→ AIM: Copy only what runs from the line containing "Where can the dirt" through the end of the material below, line for line, with both ends included.

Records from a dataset
-*-

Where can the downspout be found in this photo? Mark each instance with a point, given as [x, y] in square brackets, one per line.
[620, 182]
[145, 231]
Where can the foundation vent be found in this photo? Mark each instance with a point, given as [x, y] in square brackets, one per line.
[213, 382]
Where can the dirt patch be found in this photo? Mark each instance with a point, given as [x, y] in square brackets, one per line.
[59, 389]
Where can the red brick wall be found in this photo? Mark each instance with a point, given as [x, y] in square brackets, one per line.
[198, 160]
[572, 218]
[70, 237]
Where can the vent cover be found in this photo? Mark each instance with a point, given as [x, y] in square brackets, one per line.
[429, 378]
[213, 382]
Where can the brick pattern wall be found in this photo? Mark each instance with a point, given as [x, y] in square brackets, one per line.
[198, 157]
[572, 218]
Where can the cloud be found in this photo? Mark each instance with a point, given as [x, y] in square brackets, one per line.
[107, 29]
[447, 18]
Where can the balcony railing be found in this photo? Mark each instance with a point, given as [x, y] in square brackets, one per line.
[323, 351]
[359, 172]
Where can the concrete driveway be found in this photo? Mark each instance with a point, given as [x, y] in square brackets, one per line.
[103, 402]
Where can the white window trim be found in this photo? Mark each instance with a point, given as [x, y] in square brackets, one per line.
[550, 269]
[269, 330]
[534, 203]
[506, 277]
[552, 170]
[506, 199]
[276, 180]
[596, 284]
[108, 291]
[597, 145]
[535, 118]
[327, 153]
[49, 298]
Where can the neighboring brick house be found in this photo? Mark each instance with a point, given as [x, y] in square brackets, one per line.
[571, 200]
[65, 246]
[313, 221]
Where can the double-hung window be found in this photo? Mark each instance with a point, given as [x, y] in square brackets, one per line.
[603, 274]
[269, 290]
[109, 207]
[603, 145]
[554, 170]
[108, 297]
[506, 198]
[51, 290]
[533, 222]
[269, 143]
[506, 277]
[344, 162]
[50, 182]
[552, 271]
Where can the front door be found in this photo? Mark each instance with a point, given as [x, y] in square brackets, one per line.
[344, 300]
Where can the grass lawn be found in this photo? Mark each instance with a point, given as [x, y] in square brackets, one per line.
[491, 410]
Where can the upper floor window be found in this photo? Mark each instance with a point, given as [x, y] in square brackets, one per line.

-*-

→ THE REPLY:
Where can the dirt patch be found in this photo? Mark each instance with a point, given as [x, y] in square brackets, one per line.
[59, 389]
Where can the red brick wall be found in this photo? Mark each instance with a point, given as [x, y] in square brackets, one per line.
[198, 160]
[572, 218]
[70, 237]
Where can the vent cover be found in this photo? Mark each instance with a point, given as [x, y] in square brackets, one per line.
[429, 378]
[213, 382]
Where can the brick pattern wall be found in this photo? Mark each instance with a point, given as [x, y] in square brackets, one per line.
[198, 157]
[572, 218]
Where can the cloud be found in this photo? Mark each instance with a point, given as [x, y] in square brackets, one per line.
[107, 29]
[447, 18]
Where can the balcony railing be found in this photo? Mark each instance with a point, given as [x, y] in square brackets, one per line.
[323, 351]
[359, 172]
Where can the concrete driveway be found in this photo? Mark each instance with a point, given as [x, y] in square brackets, one per line.
[103, 402]
Where can the white window trim be found in this photo? Mark each instance with a point, given as [x, y] in square brackets, one per line.
[550, 269]
[269, 330]
[534, 203]
[506, 277]
[552, 170]
[506, 199]
[276, 180]
[596, 284]
[108, 291]
[597, 145]
[535, 118]
[327, 153]
[49, 298]
Where can the neighboring brick house be found in this photo? Mark each instance with a point, given as [x, y] in square brackets, one per line.
[571, 200]
[65, 246]
[313, 221]
Where can the double-hung window be found in this photo? Mark each instance with a point, given as [x, y] in square brackets, one per line.
[603, 274]
[269, 290]
[109, 207]
[603, 145]
[554, 170]
[108, 297]
[506, 198]
[51, 290]
[533, 222]
[269, 143]
[506, 277]
[344, 162]
[50, 182]
[552, 271]
Where can the front door be found in this photo? Mark each instance with a point, given as [x, y] in square brackets, one per line.
[344, 300]
Where can the grass lawn be found in this photo? Mark each instance with a point, given as [x, y] in square brackets, one per line.
[491, 410]
Where can the upper floor window be found in this photo? Mark each instance with a point, given as [x, y] in square brackets, one per line.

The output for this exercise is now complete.